What the task requires: Write out again, exactly as they stand, the line that includes "We need bounding boxes for low foundation" and all remaining lines of the entries.

Collected data:
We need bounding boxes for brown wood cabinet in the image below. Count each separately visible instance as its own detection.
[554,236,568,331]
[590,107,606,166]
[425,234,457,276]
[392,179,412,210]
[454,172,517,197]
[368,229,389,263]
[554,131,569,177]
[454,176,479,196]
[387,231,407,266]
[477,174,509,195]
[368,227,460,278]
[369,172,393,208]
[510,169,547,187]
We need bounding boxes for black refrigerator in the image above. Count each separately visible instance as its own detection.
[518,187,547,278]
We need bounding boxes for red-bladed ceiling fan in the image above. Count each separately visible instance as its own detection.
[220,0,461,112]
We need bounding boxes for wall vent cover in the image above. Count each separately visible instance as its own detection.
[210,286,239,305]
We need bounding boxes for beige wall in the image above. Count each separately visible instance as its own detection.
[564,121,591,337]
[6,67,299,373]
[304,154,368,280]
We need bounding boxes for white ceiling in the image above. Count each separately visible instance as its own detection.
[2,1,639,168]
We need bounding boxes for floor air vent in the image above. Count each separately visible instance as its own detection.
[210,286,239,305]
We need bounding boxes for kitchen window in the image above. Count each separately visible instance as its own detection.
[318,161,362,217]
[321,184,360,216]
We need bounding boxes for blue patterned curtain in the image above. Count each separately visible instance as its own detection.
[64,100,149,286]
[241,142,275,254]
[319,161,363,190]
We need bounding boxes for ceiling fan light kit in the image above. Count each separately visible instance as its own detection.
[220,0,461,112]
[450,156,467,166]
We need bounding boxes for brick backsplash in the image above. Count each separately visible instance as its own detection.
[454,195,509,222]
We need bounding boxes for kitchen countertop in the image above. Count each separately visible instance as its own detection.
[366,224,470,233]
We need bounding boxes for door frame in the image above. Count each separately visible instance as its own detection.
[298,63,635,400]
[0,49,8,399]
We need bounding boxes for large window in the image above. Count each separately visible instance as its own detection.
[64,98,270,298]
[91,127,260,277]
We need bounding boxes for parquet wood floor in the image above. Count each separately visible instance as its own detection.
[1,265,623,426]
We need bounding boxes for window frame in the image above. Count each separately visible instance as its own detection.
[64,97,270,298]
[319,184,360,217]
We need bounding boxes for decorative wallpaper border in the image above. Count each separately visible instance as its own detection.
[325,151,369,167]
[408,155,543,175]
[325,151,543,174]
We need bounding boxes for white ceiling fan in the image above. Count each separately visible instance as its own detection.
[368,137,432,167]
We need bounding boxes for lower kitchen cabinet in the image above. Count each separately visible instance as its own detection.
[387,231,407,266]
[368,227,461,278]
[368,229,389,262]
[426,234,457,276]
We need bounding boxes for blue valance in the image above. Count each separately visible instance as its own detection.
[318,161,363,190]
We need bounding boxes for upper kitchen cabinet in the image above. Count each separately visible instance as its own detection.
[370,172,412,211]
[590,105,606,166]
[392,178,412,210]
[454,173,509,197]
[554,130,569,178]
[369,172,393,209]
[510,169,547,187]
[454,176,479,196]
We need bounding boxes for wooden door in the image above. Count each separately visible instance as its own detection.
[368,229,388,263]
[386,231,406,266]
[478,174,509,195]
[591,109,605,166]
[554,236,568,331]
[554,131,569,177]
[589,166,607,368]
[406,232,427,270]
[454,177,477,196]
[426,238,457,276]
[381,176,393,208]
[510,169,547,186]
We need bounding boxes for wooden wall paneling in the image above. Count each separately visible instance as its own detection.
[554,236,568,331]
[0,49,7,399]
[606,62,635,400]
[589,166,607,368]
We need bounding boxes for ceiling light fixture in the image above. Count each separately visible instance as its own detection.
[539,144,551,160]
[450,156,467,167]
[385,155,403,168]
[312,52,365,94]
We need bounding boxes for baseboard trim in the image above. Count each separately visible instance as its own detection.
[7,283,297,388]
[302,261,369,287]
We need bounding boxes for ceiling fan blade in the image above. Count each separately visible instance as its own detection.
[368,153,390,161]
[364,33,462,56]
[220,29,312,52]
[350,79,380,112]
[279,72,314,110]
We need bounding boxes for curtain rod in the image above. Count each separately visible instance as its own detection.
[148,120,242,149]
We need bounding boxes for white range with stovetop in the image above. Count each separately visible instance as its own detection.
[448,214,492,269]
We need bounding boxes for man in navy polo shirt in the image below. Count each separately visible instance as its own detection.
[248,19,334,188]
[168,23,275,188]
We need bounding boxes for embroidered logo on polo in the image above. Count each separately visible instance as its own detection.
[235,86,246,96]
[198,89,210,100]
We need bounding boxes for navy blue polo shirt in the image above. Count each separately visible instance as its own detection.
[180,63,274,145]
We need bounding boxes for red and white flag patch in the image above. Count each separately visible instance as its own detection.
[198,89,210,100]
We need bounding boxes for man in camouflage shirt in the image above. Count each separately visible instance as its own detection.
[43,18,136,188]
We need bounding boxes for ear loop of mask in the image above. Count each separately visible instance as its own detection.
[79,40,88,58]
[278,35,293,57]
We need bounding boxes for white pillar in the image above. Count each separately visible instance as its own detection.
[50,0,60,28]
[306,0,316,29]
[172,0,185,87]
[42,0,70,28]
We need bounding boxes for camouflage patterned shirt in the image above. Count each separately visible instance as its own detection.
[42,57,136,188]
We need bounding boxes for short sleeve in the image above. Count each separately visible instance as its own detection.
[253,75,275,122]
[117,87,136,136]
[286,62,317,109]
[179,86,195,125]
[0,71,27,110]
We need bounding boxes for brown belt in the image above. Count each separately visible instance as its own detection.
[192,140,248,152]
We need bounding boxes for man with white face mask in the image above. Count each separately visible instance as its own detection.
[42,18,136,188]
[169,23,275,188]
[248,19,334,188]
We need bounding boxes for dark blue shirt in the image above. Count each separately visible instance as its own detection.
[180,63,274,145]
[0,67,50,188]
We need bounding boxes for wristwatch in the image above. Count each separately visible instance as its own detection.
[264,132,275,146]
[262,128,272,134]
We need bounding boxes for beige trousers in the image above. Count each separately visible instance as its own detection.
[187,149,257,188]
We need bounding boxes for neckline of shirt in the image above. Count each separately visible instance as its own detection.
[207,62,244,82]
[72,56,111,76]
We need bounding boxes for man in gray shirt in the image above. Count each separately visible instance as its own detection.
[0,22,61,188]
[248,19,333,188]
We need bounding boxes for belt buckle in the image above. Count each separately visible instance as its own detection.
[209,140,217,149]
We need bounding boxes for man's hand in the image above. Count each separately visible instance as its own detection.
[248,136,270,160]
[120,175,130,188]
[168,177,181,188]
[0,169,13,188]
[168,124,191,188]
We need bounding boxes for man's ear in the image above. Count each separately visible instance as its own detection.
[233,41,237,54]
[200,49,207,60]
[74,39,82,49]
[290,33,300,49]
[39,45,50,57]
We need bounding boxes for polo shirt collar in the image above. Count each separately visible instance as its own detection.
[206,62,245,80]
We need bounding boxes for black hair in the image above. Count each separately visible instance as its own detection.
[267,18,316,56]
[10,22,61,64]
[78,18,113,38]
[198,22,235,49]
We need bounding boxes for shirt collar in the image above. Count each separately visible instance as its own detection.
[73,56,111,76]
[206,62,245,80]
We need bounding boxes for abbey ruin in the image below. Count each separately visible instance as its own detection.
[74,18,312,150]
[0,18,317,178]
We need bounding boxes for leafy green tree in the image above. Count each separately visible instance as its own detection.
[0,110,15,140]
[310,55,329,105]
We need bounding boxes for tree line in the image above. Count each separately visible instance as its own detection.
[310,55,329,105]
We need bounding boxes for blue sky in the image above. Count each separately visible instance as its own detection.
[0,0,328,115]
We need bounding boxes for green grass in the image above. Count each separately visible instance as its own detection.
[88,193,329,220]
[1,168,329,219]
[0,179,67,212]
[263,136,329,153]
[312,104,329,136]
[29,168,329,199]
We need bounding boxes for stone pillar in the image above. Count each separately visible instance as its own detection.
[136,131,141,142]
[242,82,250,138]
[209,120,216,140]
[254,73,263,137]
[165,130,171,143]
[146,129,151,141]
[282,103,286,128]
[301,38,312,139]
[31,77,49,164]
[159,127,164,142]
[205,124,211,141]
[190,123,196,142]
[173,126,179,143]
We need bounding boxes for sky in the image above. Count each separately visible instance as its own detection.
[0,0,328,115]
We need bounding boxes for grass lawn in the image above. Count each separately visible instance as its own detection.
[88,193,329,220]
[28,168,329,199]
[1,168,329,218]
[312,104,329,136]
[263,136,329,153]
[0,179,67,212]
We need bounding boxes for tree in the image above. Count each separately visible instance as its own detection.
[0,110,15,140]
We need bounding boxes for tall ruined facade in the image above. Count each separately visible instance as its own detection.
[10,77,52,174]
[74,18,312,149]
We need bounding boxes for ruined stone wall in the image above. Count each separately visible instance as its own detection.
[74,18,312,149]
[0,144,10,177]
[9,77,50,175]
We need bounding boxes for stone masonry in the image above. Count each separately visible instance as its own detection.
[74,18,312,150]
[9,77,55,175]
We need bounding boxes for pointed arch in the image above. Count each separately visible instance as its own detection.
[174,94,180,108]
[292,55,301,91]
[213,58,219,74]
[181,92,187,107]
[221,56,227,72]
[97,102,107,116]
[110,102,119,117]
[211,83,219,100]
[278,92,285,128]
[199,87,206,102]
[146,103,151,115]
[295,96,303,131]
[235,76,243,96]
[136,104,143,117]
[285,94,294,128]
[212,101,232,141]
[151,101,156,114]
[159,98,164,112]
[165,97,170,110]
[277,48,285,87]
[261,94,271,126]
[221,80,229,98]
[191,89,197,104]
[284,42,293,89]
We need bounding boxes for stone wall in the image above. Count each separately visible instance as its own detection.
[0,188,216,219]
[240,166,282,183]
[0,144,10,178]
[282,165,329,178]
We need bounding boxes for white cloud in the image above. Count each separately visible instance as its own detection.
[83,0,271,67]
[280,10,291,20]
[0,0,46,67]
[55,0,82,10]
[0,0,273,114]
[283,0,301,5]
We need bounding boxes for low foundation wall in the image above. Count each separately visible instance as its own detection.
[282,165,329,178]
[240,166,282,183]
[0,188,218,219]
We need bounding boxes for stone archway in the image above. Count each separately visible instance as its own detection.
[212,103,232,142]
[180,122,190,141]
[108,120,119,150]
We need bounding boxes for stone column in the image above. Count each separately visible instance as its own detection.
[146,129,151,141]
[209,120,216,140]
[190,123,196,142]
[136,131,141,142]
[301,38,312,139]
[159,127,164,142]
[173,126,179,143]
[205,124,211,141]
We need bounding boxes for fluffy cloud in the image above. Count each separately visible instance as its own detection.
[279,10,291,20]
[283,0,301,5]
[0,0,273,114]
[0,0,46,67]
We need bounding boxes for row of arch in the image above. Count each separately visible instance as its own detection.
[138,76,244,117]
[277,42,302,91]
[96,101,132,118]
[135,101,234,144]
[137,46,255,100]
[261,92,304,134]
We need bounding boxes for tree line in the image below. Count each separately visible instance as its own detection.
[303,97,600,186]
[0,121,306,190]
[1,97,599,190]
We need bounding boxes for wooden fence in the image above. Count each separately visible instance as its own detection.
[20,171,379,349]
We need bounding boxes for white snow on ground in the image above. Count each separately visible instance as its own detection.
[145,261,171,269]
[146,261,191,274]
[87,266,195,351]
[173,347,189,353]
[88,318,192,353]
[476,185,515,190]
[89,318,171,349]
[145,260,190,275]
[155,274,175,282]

Output of the task:
We need bounding boxes for low foundation wall in the image above. Count each separately visible instance as its own detection.
[282,165,329,178]
[240,166,282,183]
[0,188,218,219]
We need bounding boxes for stone archway in the image above. Count each separately visible instance as its own detection.
[212,103,232,142]
[180,122,190,141]
[108,120,119,150]
We need bounding boxes for stone column in the image above. Count each separately visible instance as its own detection.
[146,129,151,141]
[209,120,216,140]
[190,123,196,142]
[136,131,141,142]
[301,38,312,139]
[159,127,164,142]
[173,126,179,143]
[205,124,211,141]
We need bounding boxes for fluffy cloud in the image above. Count each separately visible instance as its own detection.
[279,10,291,20]
[283,0,301,5]
[0,0,273,114]
[0,0,46,67]
We need bounding boxes for row of arch in the image above. Count each separately visible instance as its own detection.
[138,76,244,117]
[277,42,302,91]
[96,101,132,118]
[135,101,234,144]
[137,46,255,100]
[261,92,304,134]
We need bounding boxes for tree line in the image below. Count each separately visible instance as its own detection.
[303,97,600,186]
[0,121,306,190]
[1,97,599,190]
We need bounding boxes for wooden fence in the image above. Count each separately visible instance as its own detection.
[20,171,379,349]
We need bounding boxes for white snow on ground in the image above. Count each separately visible instance as its own detection.
[145,261,171,269]
[146,261,191,274]
[87,266,195,351]
[173,347,189,353]
[88,318,192,353]
[476,185,515,190]
[89,318,171,349]
[145,260,190,275]
[155,274,175,282]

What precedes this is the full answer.